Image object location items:

• • • • •

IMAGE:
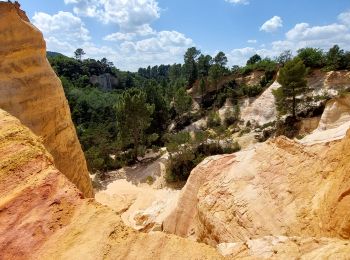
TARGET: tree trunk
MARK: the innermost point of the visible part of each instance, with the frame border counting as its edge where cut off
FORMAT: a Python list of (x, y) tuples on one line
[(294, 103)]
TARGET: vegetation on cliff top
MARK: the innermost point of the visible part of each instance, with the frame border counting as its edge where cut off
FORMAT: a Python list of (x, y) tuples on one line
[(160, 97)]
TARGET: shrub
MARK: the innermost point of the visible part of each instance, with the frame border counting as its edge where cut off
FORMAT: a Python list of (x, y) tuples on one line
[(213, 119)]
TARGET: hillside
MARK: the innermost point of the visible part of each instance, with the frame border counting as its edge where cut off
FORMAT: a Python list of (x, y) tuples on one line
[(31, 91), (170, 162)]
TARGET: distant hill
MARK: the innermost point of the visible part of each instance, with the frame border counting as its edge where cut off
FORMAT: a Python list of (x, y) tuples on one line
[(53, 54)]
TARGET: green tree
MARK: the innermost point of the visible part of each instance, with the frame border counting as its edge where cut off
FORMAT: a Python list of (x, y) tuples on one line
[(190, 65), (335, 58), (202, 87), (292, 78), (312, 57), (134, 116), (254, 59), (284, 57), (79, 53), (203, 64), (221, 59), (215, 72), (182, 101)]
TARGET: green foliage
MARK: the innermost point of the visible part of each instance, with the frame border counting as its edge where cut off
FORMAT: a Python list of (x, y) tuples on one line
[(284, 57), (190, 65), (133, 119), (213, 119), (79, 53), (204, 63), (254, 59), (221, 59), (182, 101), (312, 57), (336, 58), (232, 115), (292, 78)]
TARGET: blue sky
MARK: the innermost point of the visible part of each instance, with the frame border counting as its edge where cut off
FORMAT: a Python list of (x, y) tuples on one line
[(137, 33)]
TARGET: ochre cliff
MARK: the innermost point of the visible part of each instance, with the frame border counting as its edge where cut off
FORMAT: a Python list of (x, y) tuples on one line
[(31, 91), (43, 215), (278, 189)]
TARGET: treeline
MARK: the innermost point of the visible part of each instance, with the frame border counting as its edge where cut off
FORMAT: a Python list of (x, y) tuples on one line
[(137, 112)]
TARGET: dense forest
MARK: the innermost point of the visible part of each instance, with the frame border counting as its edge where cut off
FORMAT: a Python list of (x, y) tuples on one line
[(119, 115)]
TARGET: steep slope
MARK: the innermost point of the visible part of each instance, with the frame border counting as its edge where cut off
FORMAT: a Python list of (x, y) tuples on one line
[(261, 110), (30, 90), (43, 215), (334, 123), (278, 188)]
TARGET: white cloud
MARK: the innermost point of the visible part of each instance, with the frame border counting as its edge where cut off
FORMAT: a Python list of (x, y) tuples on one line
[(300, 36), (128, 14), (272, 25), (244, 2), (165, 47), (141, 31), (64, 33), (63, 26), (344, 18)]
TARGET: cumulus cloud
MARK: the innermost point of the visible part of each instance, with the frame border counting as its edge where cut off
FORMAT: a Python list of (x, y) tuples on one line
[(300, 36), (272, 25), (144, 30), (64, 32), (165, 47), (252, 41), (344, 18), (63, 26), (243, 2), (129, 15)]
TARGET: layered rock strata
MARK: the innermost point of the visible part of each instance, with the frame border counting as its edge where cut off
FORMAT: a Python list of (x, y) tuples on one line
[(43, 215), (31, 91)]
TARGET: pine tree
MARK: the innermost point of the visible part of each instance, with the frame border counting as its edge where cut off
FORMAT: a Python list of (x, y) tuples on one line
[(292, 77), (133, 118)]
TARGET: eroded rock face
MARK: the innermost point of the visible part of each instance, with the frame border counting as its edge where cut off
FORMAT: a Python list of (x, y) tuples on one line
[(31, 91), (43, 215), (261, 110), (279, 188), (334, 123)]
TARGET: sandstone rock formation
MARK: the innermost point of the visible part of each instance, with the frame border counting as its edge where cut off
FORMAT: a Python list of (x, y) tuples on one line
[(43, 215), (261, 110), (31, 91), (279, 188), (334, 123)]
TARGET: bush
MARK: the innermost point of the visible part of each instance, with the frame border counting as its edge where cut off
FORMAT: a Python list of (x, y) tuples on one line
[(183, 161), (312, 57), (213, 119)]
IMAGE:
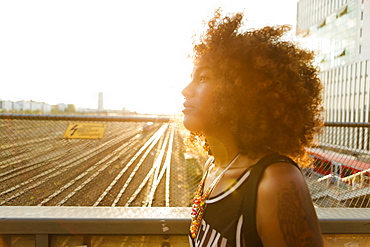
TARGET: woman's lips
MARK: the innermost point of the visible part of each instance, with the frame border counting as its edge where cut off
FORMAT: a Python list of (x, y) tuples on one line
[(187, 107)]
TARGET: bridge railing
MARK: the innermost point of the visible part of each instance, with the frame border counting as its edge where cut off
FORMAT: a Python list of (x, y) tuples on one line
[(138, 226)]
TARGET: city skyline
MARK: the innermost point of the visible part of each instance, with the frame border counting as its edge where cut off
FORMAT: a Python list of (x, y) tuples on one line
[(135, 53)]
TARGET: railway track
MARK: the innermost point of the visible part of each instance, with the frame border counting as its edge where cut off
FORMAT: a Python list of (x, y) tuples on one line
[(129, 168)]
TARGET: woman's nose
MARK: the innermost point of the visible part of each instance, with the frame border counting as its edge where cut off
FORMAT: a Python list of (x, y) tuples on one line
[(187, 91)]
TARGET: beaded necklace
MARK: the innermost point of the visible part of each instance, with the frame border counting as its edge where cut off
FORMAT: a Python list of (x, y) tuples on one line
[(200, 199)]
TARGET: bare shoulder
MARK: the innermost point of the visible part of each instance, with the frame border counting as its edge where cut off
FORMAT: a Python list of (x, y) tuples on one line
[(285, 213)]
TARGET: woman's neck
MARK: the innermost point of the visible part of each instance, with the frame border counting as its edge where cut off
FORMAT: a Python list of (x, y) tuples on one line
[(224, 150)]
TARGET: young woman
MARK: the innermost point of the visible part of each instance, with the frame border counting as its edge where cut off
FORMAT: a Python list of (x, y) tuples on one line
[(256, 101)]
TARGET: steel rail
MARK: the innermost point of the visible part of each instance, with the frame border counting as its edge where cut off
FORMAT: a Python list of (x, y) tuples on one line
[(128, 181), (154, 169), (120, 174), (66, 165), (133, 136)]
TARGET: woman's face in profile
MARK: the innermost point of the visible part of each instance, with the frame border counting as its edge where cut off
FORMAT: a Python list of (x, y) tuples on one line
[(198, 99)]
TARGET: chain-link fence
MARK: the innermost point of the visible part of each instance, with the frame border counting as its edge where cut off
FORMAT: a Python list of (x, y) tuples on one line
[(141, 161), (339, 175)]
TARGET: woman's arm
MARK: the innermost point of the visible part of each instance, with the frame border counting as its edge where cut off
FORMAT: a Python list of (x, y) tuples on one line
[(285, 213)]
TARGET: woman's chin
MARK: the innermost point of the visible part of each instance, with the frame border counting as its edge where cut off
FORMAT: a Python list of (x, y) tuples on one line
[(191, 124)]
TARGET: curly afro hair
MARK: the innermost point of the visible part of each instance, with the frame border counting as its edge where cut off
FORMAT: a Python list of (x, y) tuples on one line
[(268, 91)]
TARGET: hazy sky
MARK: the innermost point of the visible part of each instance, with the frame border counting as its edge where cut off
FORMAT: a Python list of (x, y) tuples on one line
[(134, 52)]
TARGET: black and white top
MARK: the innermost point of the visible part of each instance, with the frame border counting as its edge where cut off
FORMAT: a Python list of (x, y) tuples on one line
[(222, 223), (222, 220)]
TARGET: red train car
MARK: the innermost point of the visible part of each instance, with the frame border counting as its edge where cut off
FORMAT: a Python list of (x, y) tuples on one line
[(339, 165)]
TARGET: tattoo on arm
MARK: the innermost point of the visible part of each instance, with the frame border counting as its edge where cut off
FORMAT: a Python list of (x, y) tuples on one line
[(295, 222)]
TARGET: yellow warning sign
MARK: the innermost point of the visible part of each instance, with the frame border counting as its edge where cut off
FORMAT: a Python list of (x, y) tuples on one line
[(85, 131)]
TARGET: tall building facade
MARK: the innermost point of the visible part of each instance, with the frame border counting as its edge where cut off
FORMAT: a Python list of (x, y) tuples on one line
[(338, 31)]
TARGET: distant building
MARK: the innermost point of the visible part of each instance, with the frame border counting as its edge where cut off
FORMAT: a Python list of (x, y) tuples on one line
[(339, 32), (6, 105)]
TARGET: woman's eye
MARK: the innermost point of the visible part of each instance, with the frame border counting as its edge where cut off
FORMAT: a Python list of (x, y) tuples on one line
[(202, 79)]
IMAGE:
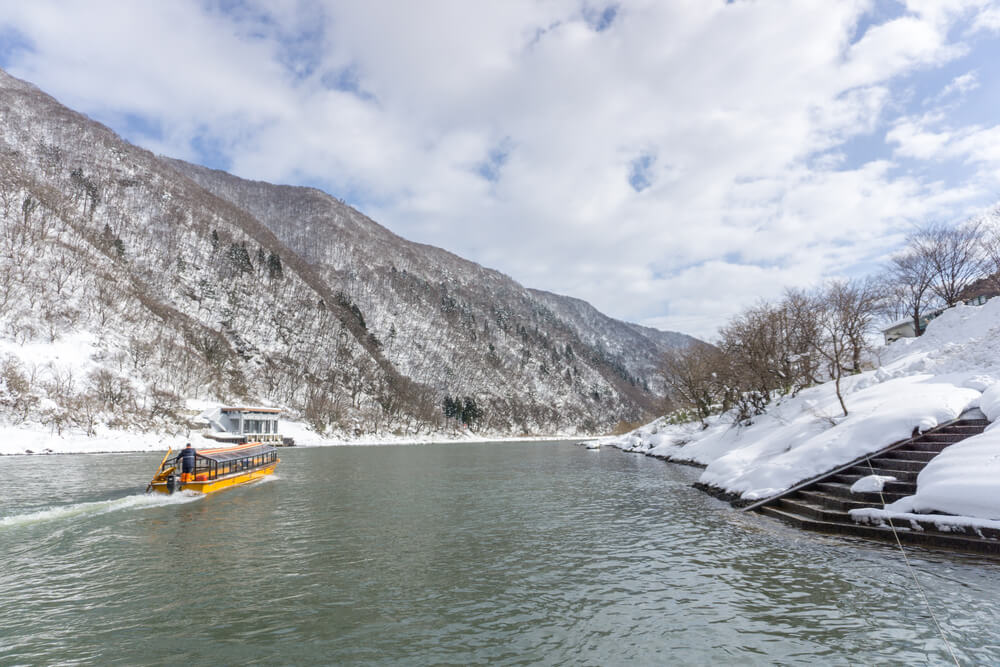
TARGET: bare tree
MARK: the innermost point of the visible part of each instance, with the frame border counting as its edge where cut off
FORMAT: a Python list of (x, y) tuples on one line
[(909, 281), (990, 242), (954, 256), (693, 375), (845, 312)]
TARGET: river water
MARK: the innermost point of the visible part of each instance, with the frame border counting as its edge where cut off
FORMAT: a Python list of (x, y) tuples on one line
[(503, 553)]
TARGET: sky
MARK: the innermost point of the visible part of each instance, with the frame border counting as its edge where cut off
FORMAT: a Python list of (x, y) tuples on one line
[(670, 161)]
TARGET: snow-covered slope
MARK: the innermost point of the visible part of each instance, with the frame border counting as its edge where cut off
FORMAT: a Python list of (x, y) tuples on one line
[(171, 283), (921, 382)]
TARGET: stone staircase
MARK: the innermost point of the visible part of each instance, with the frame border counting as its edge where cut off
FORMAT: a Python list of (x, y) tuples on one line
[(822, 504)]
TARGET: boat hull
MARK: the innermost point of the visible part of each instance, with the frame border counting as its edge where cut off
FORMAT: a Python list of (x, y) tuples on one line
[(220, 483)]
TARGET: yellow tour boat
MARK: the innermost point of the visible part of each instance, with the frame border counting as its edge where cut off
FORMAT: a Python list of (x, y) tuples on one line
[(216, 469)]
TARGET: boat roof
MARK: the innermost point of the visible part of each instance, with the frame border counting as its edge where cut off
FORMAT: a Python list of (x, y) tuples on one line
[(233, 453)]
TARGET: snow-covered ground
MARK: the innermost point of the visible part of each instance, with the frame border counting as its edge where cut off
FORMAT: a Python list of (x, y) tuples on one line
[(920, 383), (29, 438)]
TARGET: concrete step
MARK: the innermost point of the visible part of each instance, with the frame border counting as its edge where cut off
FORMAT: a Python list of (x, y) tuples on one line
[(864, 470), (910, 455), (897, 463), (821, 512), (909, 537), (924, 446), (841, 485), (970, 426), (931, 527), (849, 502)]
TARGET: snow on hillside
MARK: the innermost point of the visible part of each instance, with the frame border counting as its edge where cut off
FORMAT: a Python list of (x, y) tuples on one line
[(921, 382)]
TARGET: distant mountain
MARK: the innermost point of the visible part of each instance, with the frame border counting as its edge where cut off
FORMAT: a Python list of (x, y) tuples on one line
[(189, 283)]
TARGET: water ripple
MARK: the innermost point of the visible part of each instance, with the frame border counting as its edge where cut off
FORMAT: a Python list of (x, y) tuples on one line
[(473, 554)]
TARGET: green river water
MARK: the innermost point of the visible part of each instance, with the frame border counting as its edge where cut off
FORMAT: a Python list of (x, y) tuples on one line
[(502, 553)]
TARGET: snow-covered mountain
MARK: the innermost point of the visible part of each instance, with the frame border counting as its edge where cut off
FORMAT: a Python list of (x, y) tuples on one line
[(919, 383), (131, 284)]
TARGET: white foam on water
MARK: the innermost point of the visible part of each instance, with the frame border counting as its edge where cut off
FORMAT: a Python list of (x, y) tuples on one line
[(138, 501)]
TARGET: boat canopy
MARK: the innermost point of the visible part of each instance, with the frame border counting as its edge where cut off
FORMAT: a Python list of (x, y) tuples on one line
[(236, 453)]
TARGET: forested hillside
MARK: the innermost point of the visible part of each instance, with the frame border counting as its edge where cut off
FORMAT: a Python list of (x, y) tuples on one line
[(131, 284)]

• • • • •

● Exercise instructions: Rewrite the stretch from the start of the items through the line containing "72), (182, 101)]", requests included, offsetting every x and y coordinate in the answers by adding 95. Leave the pictures out of your answer.

● Solution for this task:
IMAGE:
TARGET: tree trunk
MARK: the innermost point of the visible part of each instance, with the frame border counting as its edge where cut off
FORMAT: a Python list of (x, y) tuples on one line
[(389, 198)]
TARGET: vegetation on cliff top
MARK: the innermost point of the visible part of each instance, with the frame border counting as its edge where cut off
FORMAT: a Python list of (x, y) tuples on one line
[(255, 192)]
TARGET: shrub
MARK: the innermost point of the visible part of each instance, with the frame border counting as its edge where cut off
FORMAT: a Python list of (x, y) tuples on one line
[(308, 214)]
TARGET: hillside
MARK: the innermost point of the visible part of each instance, with the frame border counting as its edge where cut off
FORMAT: a Python list of (x, y) tuples on one line
[(126, 186), (265, 257)]
TARGET: distant hill
MARK: the innermost point of the visible part of each instance, with the frame border counting as its edge where cut off
FORMAT: a Python list of (x, y) tuples on one line
[(148, 149)]
TARGET: green tree
MARK: the innermost point of the visible part of each instance, with the frame border counting as its edge where cut off
FORMAT: a Python list of (x, y) tuples on one line
[(285, 160), (430, 153), (297, 182), (387, 173), (407, 152), (229, 211), (349, 154), (379, 152), (174, 148), (298, 159), (316, 154), (310, 167), (277, 196)]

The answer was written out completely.